### Text under study
I love the author so picked this book up right away. There are a few aspects of this book which seemed ridiculous and over the top (towards the end--I won't spoil anything) but the story of the leper's life is a tragic but hopeful one as he goes from WWII back to Minnesota to Louisiana to Hawaii. At times, it was tough to read but a great story overall. Just don't expect a warm, happy, uplifting book here.
Another good book by a Minnesota author. When I was a young girl, I read with fascination the story of Father Damien and his love of the people stricken with leprosy and his work to help them. This book, although fiction, seems so historically correct. The main character unknowingly contacts leprosy during his stint in the Marines in WW1 and we learn of all the terrible struggles he and others like him had to endure.
a wonderful story of a Minnesota World War I soldier contracting leprosy and the life he lives after that diagnosis- I love this author-I never get the feeling like I do with some authors that he is writing for the money or to be commercial. He has written some excellent books and I would recommend them to almost anyone. This is a book you should pick up when you have some free time because you will not want to stop.
Overall a really good read. There were parts that I felt were a bit unbelievable, just like some TV shows where the good guy survives a hale of bullets, non of which come close to hitting him. But all in all I found it fascinating and at times couldn't put it down. The author obviously had done lots of research about leprosy and the settlement in Hawaii. Would recommend it to anyone interested in this subject.
Never expected what I got fromthis book. All we have to do is here "leper" and we shudder in fear. thayer paints a picture of what life was like in almost modern times. Who knew what are country did to these people? Read, it will intrigue you. May not be the best written book, but is a though provoking issue, even today.
I devoured this book over a weekend. It's one of those that you think, "One more chapter" then next thing you know, it's been 2 hours of reading. Steve has a knack for telling a story, though sometimes he can get a bit more graphic than I care for. Would you ever imagine rooting for a leper? His story makes you feel empathy and yet you feel the main character's rage. Good one.
Interesting. Basicly a love story and the plight of a man having to leave his home and everyone he loves when it is discovered that he has leprosy. I'm sure alot of research went into this book and there are quite a few interesting facts that one would not be familiar with. It was exciting and moved along quickly. I have read this author before and will again.
A compelling read about courage and survival in the face of physical, moral and political adversity. Well developed characters that make you care about how their lives will turn out and no "giveaways" or predictable endings to tie up everything in a neat and precise bow. This book tugged at my heart in the best of ways -by telling a believable story set within a real phase of our history.

### Records supplied
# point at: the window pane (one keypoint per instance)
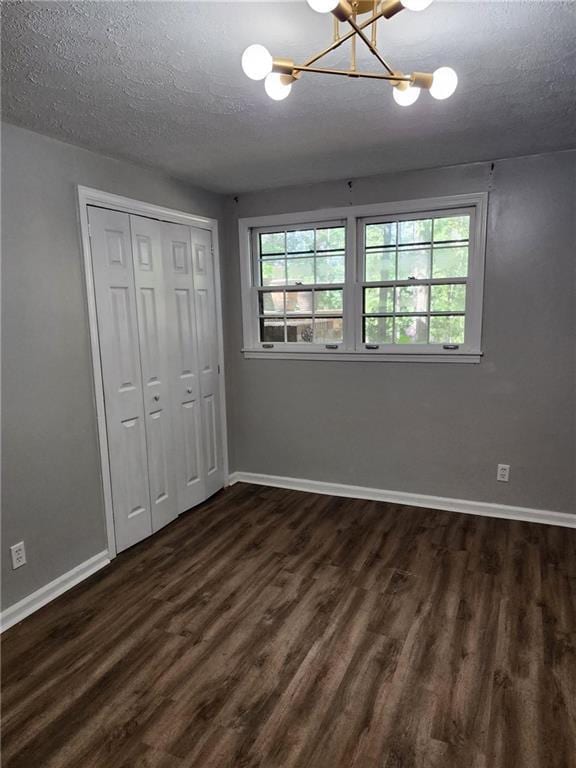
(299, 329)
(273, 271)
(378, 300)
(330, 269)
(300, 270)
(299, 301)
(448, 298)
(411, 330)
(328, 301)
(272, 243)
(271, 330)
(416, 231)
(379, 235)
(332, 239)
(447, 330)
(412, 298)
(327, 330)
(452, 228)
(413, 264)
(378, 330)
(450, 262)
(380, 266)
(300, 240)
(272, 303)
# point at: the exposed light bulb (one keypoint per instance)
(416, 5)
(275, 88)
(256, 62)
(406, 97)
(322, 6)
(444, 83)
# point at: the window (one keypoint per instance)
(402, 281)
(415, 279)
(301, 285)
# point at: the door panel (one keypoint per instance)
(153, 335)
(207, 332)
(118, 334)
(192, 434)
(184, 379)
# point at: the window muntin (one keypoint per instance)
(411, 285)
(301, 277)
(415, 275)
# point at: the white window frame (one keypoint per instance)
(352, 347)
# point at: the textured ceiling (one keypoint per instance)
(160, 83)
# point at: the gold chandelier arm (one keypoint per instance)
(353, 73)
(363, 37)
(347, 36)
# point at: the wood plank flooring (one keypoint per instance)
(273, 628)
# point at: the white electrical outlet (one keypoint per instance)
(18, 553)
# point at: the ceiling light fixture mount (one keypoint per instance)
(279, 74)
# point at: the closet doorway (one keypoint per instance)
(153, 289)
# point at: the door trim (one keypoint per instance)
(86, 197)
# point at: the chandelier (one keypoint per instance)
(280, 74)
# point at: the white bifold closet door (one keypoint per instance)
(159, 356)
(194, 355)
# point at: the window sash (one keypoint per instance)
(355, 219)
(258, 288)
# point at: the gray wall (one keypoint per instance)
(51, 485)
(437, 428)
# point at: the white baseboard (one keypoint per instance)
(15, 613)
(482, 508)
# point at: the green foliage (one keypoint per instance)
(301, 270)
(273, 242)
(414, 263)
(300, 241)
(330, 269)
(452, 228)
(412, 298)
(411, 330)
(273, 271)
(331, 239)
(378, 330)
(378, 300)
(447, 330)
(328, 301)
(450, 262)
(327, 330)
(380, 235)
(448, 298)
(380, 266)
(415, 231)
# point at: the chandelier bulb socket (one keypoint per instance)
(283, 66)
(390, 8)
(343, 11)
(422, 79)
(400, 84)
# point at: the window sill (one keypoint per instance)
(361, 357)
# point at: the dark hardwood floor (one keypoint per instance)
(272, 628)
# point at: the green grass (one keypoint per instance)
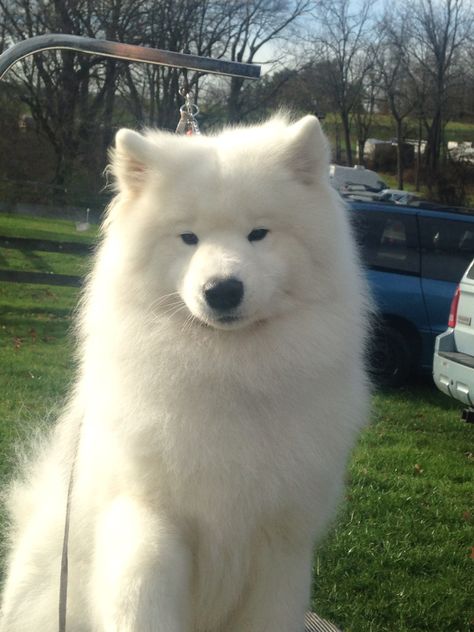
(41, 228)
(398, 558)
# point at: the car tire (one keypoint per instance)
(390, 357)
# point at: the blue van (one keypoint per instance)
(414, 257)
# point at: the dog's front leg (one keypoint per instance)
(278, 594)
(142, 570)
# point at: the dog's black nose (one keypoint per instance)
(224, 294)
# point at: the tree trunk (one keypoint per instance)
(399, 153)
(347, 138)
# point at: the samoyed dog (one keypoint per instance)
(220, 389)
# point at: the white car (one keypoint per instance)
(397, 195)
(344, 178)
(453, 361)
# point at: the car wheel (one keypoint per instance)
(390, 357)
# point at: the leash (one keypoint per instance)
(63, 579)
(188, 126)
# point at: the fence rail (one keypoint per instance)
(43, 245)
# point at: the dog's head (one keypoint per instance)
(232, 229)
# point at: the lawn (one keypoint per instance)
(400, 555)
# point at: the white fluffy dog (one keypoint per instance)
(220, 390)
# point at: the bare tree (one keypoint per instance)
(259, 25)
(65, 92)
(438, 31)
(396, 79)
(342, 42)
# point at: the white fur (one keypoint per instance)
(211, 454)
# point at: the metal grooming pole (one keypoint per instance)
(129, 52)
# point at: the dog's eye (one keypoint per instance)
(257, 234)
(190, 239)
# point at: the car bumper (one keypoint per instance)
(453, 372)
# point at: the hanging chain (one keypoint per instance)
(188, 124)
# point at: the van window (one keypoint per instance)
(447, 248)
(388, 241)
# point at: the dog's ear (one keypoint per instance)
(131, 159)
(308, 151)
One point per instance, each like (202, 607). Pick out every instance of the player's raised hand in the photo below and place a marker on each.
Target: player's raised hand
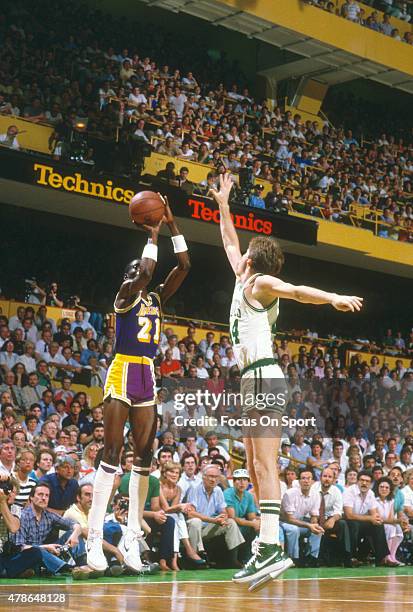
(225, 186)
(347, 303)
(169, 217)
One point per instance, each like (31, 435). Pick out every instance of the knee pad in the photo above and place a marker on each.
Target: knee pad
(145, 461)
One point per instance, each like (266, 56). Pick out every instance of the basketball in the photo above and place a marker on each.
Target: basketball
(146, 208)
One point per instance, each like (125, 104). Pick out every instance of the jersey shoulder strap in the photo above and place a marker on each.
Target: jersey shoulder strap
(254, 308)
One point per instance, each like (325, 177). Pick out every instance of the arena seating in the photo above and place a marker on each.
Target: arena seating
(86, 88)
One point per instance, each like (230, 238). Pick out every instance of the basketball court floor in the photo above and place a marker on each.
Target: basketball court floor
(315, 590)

### What you will do
a: According to the first of the book reviews, which places does the leper's life take him through?
b: Retype the part of the book reviews that opens with the words containing "Interesting. Basicly a" and closes with "of our history.".
c: List every U.S. state named in the book reviews.
None of this data is used in the tasks.

### Task-by-task solutions
a: He goes from WWII back to Minnesota, then to Louisiana and Hawaii.

b:
Interesting. Basicly a love story and the plight of a man having to leave his home and everyone he loves when it is discovered that he has leprosy. I'm sure alot of research went into this book and there are quite a few interesting facts that one would not be familiar with. It was exciting and moved along quickly. I have read this author before and will again.
A compelling read about courage and survival in the face of physical, moral and political adversity. Well developed characters that make you care about how their lives will turn out and no "giveaways" or predictable endings to tie up everything in a neat and precise bow. This book tugged at my heart in the best of ways -by telling a believable story set within a real phase of our history.

c: Minnesota, Louisiana, Hawaii